╭──

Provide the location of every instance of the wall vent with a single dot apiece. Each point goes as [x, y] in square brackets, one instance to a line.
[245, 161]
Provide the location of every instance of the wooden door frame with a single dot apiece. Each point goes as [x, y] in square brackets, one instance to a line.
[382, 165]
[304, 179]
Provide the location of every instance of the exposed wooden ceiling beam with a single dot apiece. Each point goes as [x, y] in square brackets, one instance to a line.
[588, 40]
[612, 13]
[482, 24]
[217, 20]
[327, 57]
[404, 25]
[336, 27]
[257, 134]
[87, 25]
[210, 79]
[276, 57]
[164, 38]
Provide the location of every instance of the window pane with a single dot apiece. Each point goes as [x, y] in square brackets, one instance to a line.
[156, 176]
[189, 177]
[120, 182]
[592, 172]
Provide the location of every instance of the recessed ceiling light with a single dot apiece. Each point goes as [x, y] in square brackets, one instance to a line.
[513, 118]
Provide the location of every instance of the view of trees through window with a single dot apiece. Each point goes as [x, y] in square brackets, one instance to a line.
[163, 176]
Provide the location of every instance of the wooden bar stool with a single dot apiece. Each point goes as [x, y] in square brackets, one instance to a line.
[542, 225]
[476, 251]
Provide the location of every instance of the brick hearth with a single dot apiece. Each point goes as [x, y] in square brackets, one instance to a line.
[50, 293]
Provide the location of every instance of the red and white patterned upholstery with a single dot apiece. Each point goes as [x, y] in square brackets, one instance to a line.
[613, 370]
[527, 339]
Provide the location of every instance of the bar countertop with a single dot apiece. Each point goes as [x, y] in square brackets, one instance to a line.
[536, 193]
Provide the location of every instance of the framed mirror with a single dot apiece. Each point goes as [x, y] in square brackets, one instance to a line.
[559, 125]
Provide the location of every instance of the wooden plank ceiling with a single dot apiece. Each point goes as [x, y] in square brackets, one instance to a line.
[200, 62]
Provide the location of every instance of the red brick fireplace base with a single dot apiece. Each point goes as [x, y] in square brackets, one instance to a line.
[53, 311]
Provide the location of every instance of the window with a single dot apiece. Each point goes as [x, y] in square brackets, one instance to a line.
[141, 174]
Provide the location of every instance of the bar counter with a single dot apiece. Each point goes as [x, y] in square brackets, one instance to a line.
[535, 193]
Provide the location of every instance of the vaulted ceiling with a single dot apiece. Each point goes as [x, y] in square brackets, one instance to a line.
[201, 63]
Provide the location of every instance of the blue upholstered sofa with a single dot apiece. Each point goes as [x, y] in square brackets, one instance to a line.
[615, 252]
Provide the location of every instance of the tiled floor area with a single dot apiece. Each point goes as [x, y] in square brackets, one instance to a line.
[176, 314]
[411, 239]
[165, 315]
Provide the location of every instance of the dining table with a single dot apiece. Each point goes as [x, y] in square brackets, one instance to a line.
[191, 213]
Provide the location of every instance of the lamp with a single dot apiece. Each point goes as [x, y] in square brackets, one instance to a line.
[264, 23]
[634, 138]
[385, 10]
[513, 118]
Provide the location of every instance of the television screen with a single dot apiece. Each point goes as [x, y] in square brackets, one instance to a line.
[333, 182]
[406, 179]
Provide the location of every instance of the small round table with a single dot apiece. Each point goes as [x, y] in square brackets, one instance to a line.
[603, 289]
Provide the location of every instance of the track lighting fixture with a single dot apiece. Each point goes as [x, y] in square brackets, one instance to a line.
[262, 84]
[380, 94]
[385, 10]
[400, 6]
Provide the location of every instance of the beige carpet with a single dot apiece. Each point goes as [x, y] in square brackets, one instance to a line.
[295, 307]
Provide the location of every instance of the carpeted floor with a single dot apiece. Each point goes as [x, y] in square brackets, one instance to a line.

╰──

= What to produce =
Write out every entry exactly as given.

= Expected answer =
Provide the location of every instance of the wall vent with a single dot apiece. Each point goes as [x, y] in square brackets, one instance to a line.
[245, 161]
Provide the location of every instance of the wooden door frame with a single dot apiece. Each point goes as [x, y] in square brackets, one instance to a line.
[382, 165]
[304, 179]
Provide the location of every instance of the exposed wooden ceiling beam with a single dot apiece. Each point goes as [x, y] in square brackets, one instance to a line.
[588, 40]
[612, 13]
[482, 24]
[217, 20]
[327, 57]
[404, 25]
[336, 27]
[257, 134]
[87, 25]
[210, 79]
[276, 57]
[164, 38]
Provide the location of every instance of the window pane with a single dot apiece. Each point goes as [x, y] in square brackets, one instance to a line.
[156, 176]
[189, 177]
[120, 182]
[592, 172]
Provide the location of every instance of the recessed ceiling light with a single dot apiece. Each point goes as [x, y] in square brackets, one instance to a line.
[513, 118]
Provide the location of every instance of the view of trees through window with a single dot apiece. Each point goes as [x, y] in square brackets, one instance to a line.
[163, 176]
Provide the location of every instance of the wooden bar stool with a single dot apiece. Each point goes as [x, y] in square brackets, one instance to a line.
[542, 225]
[476, 251]
Provide the location of every instance of the brick hearth with a single dot apiece. Each point goes as [x, y] in square brackets, one instance to a line.
[50, 293]
Provide the location of every instance of the red and white patterned upholstery with a single dot apiece. Each point goes as [x, y] in square brackets, one instance to a line.
[613, 370]
[527, 339]
Provide the location of every instance of the bar countertop with a single dot apiece. Each point goes as [x, y] in square brackets, one instance to a line.
[536, 193]
Provide the location of every instance of the framed mirror with a single dot apiece. Each point goes as [x, y] in square brackets, one instance to a line.
[559, 125]
Provide the location of every instance of the wooden plank ceiling with a single dot apiece. Each point goes as [x, y] in square brackets, one instance to a line.
[200, 62]
Provide the location of every instance of the red brick fireplace base with a single dot apiece. Each point goes as [x, y] in square brackets, one instance to a line.
[53, 311]
Provide the location of every instance of the window with a single dot apiece. Each point goes as [x, y] in square brackets, one instance to a line.
[141, 174]
Provide the location of every instance of the bar counter with a single dot apiece. Each point goes as [x, y] in square brackets, one instance to a line.
[535, 193]
Provide the location of every instance of the vaulted ceiling with a single dot apiece. Each point goes as [x, y] in square brackets, one instance to a line.
[201, 63]
Provide the location of every instance of the blue upholstered sofa with a single dot apiece. Each point goes as [x, y] in square brackets, one instance to a line.
[615, 252]
Provide the location of every instance of the tiled floor area with a single dot apiece. Each point goes as [x, y] in square brackets, one instance to a line.
[176, 314]
[411, 239]
[165, 315]
Provide the location of every instance of the dining table with a single dot apiece. Each point goes as [x, y] in square brackets, one instance to a line.
[191, 213]
Provide the location of every instance of the lamp with a single dot apiece. Each point goes as [x, y] in square brackets, one instance to a line.
[264, 23]
[634, 138]
[385, 10]
[513, 118]
Provide the location of every instance of the television screen with a single dot apiece. Each point goes as [x, y] in square brackets, one instance to a line.
[333, 182]
[406, 179]
Provide the location of every instance of the small round table with a single dot apiece. Each point goes as [x, y] in square brackets, one instance to a line.
[603, 289]
Provide the location of every instance of the track lighting fixture with a single dot apiece. Each point goes as [x, y] in square brackets, one instance to a line.
[262, 84]
[380, 94]
[385, 10]
[400, 6]
Provide the location of every instance of the beige carpet with a single dot apiece. Each point goes as [x, y] in square brackets, one instance to a line.
[295, 307]
Provide the location of every instance of the carpeted floor with a single dot apiece. Each point goes as [x, y] in square brackets, one instance to a line.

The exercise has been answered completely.